▶ [Data shown]
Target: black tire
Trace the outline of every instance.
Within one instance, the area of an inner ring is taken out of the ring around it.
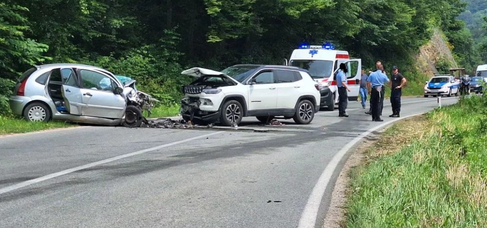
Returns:
[[[51,109],[43,103],[34,102],[25,107],[23,116],[29,122],[47,122],[51,119]]]
[[[271,121],[272,121],[274,119],[274,116],[256,116],[255,118],[257,118],[259,121],[260,121],[264,124],[268,124]]]
[[[329,105],[326,108],[327,111],[335,111],[335,94],[332,94],[331,105]]]
[[[125,119],[122,125],[127,127],[138,127],[142,124],[142,110],[134,105],[127,106],[125,109]]]
[[[293,119],[298,124],[309,124],[315,118],[315,106],[311,102],[303,100],[299,102]]]
[[[240,102],[234,100],[225,102],[222,106],[220,123],[224,126],[231,126],[234,124],[238,125],[243,118],[243,111]]]

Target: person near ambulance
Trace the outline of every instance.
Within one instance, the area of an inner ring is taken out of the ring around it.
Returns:
[[[338,87],[339,94],[338,116],[348,117],[345,111],[348,104],[348,94],[347,91],[350,91],[347,81],[346,74],[348,73],[348,70],[345,63],[340,63],[339,69],[337,72],[337,87]]]
[[[392,115],[389,117],[399,118],[401,112],[401,97],[402,95],[402,88],[407,81],[402,75],[399,73],[396,66],[392,67],[392,76],[391,81],[391,104],[392,106]]]
[[[381,100],[383,99],[386,83],[389,82],[387,75],[382,73],[384,67],[380,66],[375,72],[369,75],[367,79],[368,87],[370,91],[370,103],[371,104],[372,121],[381,122]]]
[[[360,100],[362,103],[362,108],[365,109],[365,103],[367,102],[367,78],[368,75],[365,73],[365,70],[362,69],[362,76],[360,78]]]

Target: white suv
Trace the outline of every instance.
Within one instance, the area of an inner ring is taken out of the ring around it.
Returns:
[[[181,115],[187,121],[232,126],[246,116],[263,122],[283,116],[307,124],[319,109],[318,84],[298,67],[236,65],[221,72],[193,68],[182,74],[198,78],[183,88]]]

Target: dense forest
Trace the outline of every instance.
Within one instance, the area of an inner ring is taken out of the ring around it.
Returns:
[[[134,77],[142,90],[169,104],[188,80],[180,75],[185,68],[280,64],[303,41],[329,41],[365,66],[381,60],[414,74],[413,56],[439,28],[458,61],[471,70],[483,53],[486,60],[476,41],[485,30],[470,28],[478,29],[474,41],[459,20],[467,5],[461,0],[2,0],[0,115],[8,112],[19,74],[36,64],[99,66]]]

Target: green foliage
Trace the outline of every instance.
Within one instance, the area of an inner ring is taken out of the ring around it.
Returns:
[[[445,56],[442,56],[436,62],[436,69],[440,74],[449,74],[451,63]]]

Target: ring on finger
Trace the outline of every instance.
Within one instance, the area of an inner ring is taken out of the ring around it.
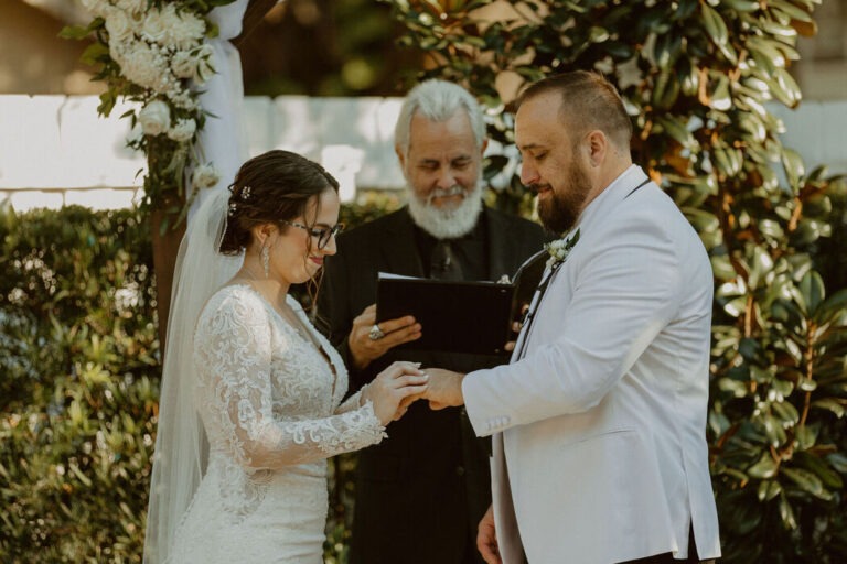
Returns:
[[[371,327],[371,330],[367,332],[367,336],[371,338],[371,340],[379,340],[380,338],[385,337],[385,333],[383,333],[383,329],[379,328],[379,324],[375,323],[373,327]]]

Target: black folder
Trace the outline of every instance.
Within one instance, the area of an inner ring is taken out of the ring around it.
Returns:
[[[476,355],[506,355],[512,322],[533,297],[547,251],[530,257],[507,282],[451,282],[379,272],[376,321],[414,315],[420,339],[397,348]]]

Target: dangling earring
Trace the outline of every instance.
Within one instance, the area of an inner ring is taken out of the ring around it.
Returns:
[[[265,269],[265,278],[270,278],[270,251],[262,246],[259,256],[261,257],[261,268]]]

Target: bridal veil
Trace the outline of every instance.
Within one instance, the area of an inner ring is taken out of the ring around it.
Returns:
[[[229,191],[218,188],[192,217],[180,245],[159,400],[150,479],[144,564],[168,561],[180,519],[205,469],[207,443],[195,405],[194,327],[212,294],[240,268],[243,257],[217,252]]]

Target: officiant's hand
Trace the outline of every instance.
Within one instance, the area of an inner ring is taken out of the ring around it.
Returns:
[[[527,311],[529,311],[529,304],[524,303],[524,305],[521,306],[521,318],[522,319],[526,315]],[[521,333],[521,328],[523,326],[524,326],[524,324],[521,323],[521,322],[512,322],[512,333],[515,334],[515,340],[510,340],[508,343],[506,343],[506,346],[504,347],[504,349],[507,352],[512,352],[513,350],[515,350],[515,344],[517,344],[517,335]]]
[[[378,328],[378,330],[374,330]],[[379,336],[382,335],[382,336]],[[374,338],[376,337],[376,338]],[[347,348],[353,366],[362,370],[397,345],[420,338],[420,324],[407,315],[376,324],[376,304],[368,305],[353,319]]]
[[[497,532],[494,529],[494,506],[489,506],[489,510],[482,516],[480,527],[476,529],[476,550],[480,551],[482,560],[487,564],[503,563],[500,560]]]
[[[464,375],[444,370],[443,368],[427,368],[429,383],[424,398],[429,400],[429,406],[433,410],[453,408],[464,404],[462,397],[462,380]]]
[[[362,401],[373,402],[374,413],[385,426],[403,416],[411,400],[426,393],[428,381],[418,362],[393,362],[367,384]]]

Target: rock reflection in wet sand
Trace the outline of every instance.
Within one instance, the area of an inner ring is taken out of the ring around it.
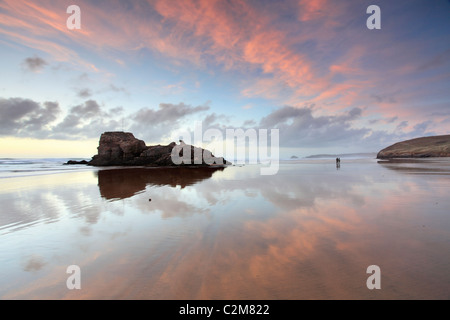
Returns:
[[[14,249],[18,237],[32,244],[46,232],[52,251],[30,245],[11,253],[0,244],[10,261],[25,261],[20,270],[7,264],[0,297],[450,297],[445,174],[404,174],[375,161],[343,162],[340,170],[332,162],[283,164],[275,176],[260,176],[257,166],[229,167],[196,173],[199,179],[127,170],[101,170],[65,190],[49,185],[69,214],[55,228],[36,223],[2,235]],[[96,194],[90,186],[97,184]],[[26,212],[14,201],[11,210]],[[87,208],[99,212],[96,220],[84,218]],[[25,271],[33,256],[45,264]],[[81,290],[64,287],[70,264],[83,271]],[[381,290],[366,287],[372,264],[381,268]]]

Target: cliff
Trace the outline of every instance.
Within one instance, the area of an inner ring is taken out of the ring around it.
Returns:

▶ [Aim] Reproduce all of the records above line for line, dropping the picture lines.

▶ [Answer]
Target: black tire
Trace the outline of every instance.
Within one instance, the area of an inner ring is taken out of the ring around it.
Returns:
[[[51,109],[43,103],[34,102],[25,107],[23,116],[29,122],[47,122],[51,119]]]
[[[271,121],[272,121],[274,119],[274,116],[256,116],[255,118],[257,118],[259,121],[260,121],[264,124],[268,124]]]
[[[329,105],[326,108],[327,111],[335,111],[335,94],[332,94],[331,105]]]
[[[125,119],[122,125],[127,127],[138,127],[142,124],[142,110],[134,105],[127,106],[125,109]]]
[[[293,119],[298,124],[309,124],[315,118],[315,106],[311,102],[303,100],[299,102]]]
[[[240,102],[234,100],[225,102],[222,106],[220,123],[224,126],[231,126],[234,124],[238,125],[243,118],[243,111]]]

Target: person near ambulance
Trace the outline of every instance.
Within one instance, the area of an inner ring is taken out of the ring around it.
Returns:
[[[338,87],[339,94],[338,116],[348,117],[345,111],[348,104],[348,94],[347,91],[350,91],[347,81],[346,74],[348,73],[348,70],[345,63],[340,63],[339,69],[337,72],[337,87]]]
[[[392,115],[389,117],[399,118],[401,112],[401,97],[402,95],[402,88],[407,81],[402,75],[399,73],[396,66],[392,67],[392,76],[391,81],[391,104],[392,106]]]
[[[381,100],[383,99],[386,83],[389,82],[387,75],[382,73],[384,67],[380,66],[375,72],[369,75],[367,79],[368,87],[370,91],[370,103],[371,104],[372,121],[381,122]]]
[[[360,100],[362,103],[362,108],[365,109],[365,103],[367,102],[367,78],[368,75],[365,73],[365,70],[362,69],[362,76],[360,78]]]

Target: white suv
Trace the outline of every instance.
Within one instance, the area of an inner ring is taken out of the ring around it.
Returns:
[[[181,115],[187,121],[232,126],[246,116],[263,122],[283,116],[307,124],[319,109],[318,84],[298,67],[236,65],[221,72],[193,68],[182,74],[198,78],[183,88]]]

Target: dense forest
Trace the outline of every instance.
Within one instance, the area of an inner ring is taken out of the ring around it.
Returns:
[[[134,77],[142,90],[169,104],[188,80],[180,75],[185,68],[280,64],[303,41],[329,41],[365,66],[381,60],[414,74],[413,56],[439,28],[458,61],[471,70],[483,53],[486,60],[476,41],[485,30],[470,28],[478,29],[474,41],[459,20],[467,5],[461,0],[2,0],[0,115],[8,112],[19,74],[36,64],[99,66]]]

Target: green foliage
Trace the outline of every instance.
Within one instance, the area of an inner ring is taken out of the ring around it.
Returns:
[[[445,56],[442,56],[436,62],[436,69],[440,74],[449,74],[451,63]]]

Target: ring on finger
Trace the outline of every instance.
Within one instance, the area of an inner ring is taken out of the ring around it.
Returns:
[[[371,327],[371,330],[367,332],[367,336],[371,338],[371,340],[379,340],[380,338],[385,337],[385,333],[383,333],[383,329],[379,328],[379,324],[375,323],[373,327]]]

Target: black folder
Trace the outline of every instance.
Within one instance, the area of an inner ring is taken out of the ring around it.
Returns:
[[[476,355],[506,355],[512,322],[533,297],[547,251],[530,257],[507,282],[451,282],[379,272],[376,321],[414,315],[420,339],[397,348]]]

Target: dangling earring
Trace the outline of every instance.
Within one instance, the area of an inner ring is taken out of the ring around it.
Returns:
[[[265,269],[265,278],[270,278],[270,251],[262,246],[259,256],[261,257],[261,268]]]

Target: bridal veil
Trace the outline of every instance.
Within one instance, the area of an inner ring is taken out of the ring around it.
Returns:
[[[229,191],[218,188],[192,217],[180,245],[159,400],[150,479],[144,564],[168,561],[180,519],[205,469],[207,443],[195,405],[194,327],[212,294],[240,268],[243,257],[217,252]]]

Target: officiant's hand
Trace the outline of every instance.
Within one instance, the area of an inner ring is taken out of the ring around it.
Returns:
[[[527,311],[529,311],[529,304],[524,303],[524,305],[521,306],[521,318],[522,319],[526,315]],[[521,333],[521,328],[523,326],[524,326],[524,324],[521,323],[521,322],[512,322],[512,333],[515,334],[515,340],[510,340],[508,343],[506,343],[506,346],[504,347],[504,349],[507,352],[512,352],[513,350],[515,350],[515,344],[517,344],[517,335]]]
[[[378,328],[378,330],[374,330]],[[379,336],[382,335],[382,336]],[[374,338],[376,337],[376,338]],[[347,348],[353,366],[362,370],[397,345],[420,338],[420,324],[407,315],[376,324],[376,304],[368,305],[353,319]]]
[[[497,532],[494,529],[494,506],[489,506],[489,510],[482,516],[480,527],[476,529],[476,550],[480,551],[482,560],[487,564],[503,563],[500,560]]]
[[[464,375],[444,370],[443,368],[427,368],[429,383],[424,398],[429,400],[429,406],[433,410],[453,408],[464,404],[462,397],[462,380]]]
[[[362,401],[373,402],[374,413],[385,426],[403,416],[411,400],[426,393],[428,381],[418,362],[393,362],[367,384]]]

Target: rock reflection in wet sand
Trace the outline of every instance.
Within one instance, the area of an inner ring is taken out of the ring around it.
Returns:
[[[14,249],[18,237],[32,244],[46,232],[52,251],[30,245],[11,253],[0,244],[10,261],[25,261],[20,270],[7,264],[0,297],[450,297],[445,174],[404,174],[375,161],[343,162],[340,170],[332,162],[283,164],[275,176],[260,176],[257,166],[229,167],[196,173],[199,179],[127,170],[101,170],[65,190],[49,185],[69,214],[55,228],[36,223],[2,235]],[[96,194],[90,186],[97,184]],[[26,212],[14,201],[11,210]],[[87,208],[99,212],[96,220],[84,218]],[[25,271],[33,256],[45,264]],[[81,290],[64,287],[70,264],[83,271]],[[381,290],[366,287],[372,264],[381,268]]]

Target: cliff
Trace the outline of every instance.
Within one instance, the area of an inner ring is taken out of the ring around it.
Returns:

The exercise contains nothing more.